----- Passage

Important: Due to the non-deterministic nature of LLMs, it may take a few tries of troubleshooting with the LLM to ensure the jobs run correctly and the tables are set-up correctly. It's of utmost importance that you verify the output before proceeding further. This is the first deployment checkpoint — validate all three data layers together before moving to planning and downstream stages.
Recommended: Validate the full data pipeline (Bronze, Silver, and Gold) before moving to the next step.
Validation Prompt:
Using @data_product_accelerator/skills/common/databricks-autonomous-operations/SKILL.md, validate, deploy, run, and troubleshoot until success for all data pipeline jobs — Bronze, Silver, and Gold.
This will involve the following steps:
- **Validate the Asset Bundle** — run `databricks bundle validate -t dev` to catch configuration errors before deployment
- **Deploy to workspace** — run `databricks bundle deploy -t dev` to push all resources to the Databricks workspace
- **Run Bronze jobs first** — execute Bronze layer jobs (table creation + data population) and verify all tables exist with data
- **Run Silver DLT pipeline** — execute DQ rules setup job first, then the Silver SDP pipeline; verify expectations are checked and data flows through
- **Run gold_setup_job** — execute Gold table creation and FK constraint tasks (dependency order: tables → PK → FK)
- **Run gold_merge_job** — execute Silver-to-Gold merge tasks (dependency order: dimensions → facts)
- **Diagnose failures at each layer** — on failure, retrieve task-level output (use task run_id, not parent job run_id), check for TABLE_OR_VIEW_NOT_FOUND (upstream not ready), DELTA_MULTIPLE_SOURCE_ROW_MATCHING (dedup needed), or PARSE_SYNTAX_ERROR
- **Apply fixes and redeploy** — fix source files, redeploy, and re-run (max 3 iterations per job before escalation)
Prerequisite: Ensure Databricks CLI is installed and authenticated (
databricks auth login).
Plan the semantic layer, observability, ML, and GenAI phases. This stage asks you interactive questions about which domains and addendums to include.

----------

### What you need to do
**1.** List every error code that the Databricks pipeline validation passage says to check for when diagnosing failures.
**2.** Reproduce everything in the Databricks pipeline validation passage from "- **Diagnose failures" down to "addendums to include.".
**3.** Proceed with the Databricks pipeline validation passage, picking up after its last sentence.

----- Material provided

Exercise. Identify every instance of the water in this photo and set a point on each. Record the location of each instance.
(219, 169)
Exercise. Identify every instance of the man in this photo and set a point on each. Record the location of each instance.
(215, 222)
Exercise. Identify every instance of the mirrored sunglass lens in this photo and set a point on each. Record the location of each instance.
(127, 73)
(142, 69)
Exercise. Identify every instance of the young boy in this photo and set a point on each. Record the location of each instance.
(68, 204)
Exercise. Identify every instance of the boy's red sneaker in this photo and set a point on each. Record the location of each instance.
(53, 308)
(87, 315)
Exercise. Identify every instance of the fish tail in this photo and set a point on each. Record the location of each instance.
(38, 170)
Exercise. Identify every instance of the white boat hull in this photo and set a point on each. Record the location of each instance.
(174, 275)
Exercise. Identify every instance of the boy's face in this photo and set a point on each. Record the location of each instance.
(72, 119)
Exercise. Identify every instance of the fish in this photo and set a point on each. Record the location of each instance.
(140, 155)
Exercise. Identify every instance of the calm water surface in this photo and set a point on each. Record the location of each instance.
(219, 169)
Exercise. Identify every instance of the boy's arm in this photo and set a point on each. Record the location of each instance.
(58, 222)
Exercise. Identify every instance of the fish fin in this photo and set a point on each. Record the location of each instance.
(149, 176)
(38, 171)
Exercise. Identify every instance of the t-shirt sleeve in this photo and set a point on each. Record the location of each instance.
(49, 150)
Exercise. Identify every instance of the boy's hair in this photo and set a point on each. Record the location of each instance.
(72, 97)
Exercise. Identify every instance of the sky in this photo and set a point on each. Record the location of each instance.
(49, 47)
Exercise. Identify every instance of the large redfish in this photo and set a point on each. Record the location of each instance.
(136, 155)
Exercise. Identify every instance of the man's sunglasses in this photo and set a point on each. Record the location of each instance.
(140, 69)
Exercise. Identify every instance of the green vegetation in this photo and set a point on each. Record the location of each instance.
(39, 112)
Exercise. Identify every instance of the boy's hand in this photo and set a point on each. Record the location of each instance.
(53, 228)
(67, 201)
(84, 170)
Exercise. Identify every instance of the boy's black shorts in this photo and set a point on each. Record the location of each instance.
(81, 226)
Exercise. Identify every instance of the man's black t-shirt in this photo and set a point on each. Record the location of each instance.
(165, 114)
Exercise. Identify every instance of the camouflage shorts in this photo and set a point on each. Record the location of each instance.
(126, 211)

----------

### Numbered responses
**1.** TABLE_OR_VIEW_NOT_FOUND, DELTA_MULTIPLE_SOURCE_ROW_MATCHING, PARSE_SYNTAX_ERROR

**2.**
- **Diagnose failures at each layer** — on failure, retrieve task-level output (use task run_id, not parent job run_id), check for TABLE_OR_VIEW_NOT_FOUND (upstream not ready), DELTA_MULTIPLE_SOURCE_ROW_MATCHING (dedup needed), or PARSE_SYNTAX_ERROR
- **Apply fixes and redeploy** — fix source files, redeploy, and re-run (max 3 iterations per job before escalation)
Prerequisite: Ensure Databricks CLI is installed and authenticated (
databricks auth login).
Plan the semantic layer, observability, ML, and GenAI phases. This stage asks you interactive questions about which domains and addendums to include.

**3.**
Prompt (Data Product Acceleration — default):
Perform project planning using @data_product_accelerator/skills/planning/00-project-planning/SKILL.md
This will involve the following steps:
- **Analyze Gold layer** — examine your completed Gold tables to identify natural business domains, key relationships, and analytical questions
- **Reference business context** — if a PRD exists at @docs/design_prd.md, use it for business requirements, user personas, and workflows; if a Business Onboarding Guide exists at gold_layer_design/docs/BUSINESS_ONBOARDING_GUIDE.md, use it for domain context and role-based scenarios
- **Generate use-case plans** — create structured plans organized as Phase 1 addendums (1.2 TVFs, 1.3 Metric Views, 1.4 Monitors, 1.5 Dashboards, 1.6 Genie Spaces, 1.7 Alerts, 1.1 ML Models)
- **Produce YAML manifests** — generate 4 machine-readable manifest files (semantic-layer, observability, ML, GenAI agents) as contracts for downstream implementation stages
- **Define deployment order** — establish build sequence: TVFs → Metric Views → Genie Spaces → Dashboards → Monitors → Alerts → Agents
Prompt (Workshop mode — for Learning & Enablement):
Perform project planning using @data_product_accelerator/skills/planning/00-project-planning/SKILL.md with planning_mode: workshop
This will involve the following steps:
- **Analyze Gold layer** — examine your completed Gold tables to identify natural business domains, key relationships, and analytical questions
- **Reference business context** — if a PRD exists at @docs/design_prd.md, use it for business requirements, user personas, and workflows; if a Business Onboarding Guide exists at gold_layer_design/docs/BUSINESS_ONBOARDING_GUIDE.md, use it for domain context and role-based scenarios
- **Generate use-case plans** — create structured plans organized as Phase 1 addendums (1.2 TVFs, 1.3 Metric Views, 1.4 Monitors, 1.5 Dashboards, 1.6 Genie Spaces, 1.7 Alerts, 1.1 ML Models)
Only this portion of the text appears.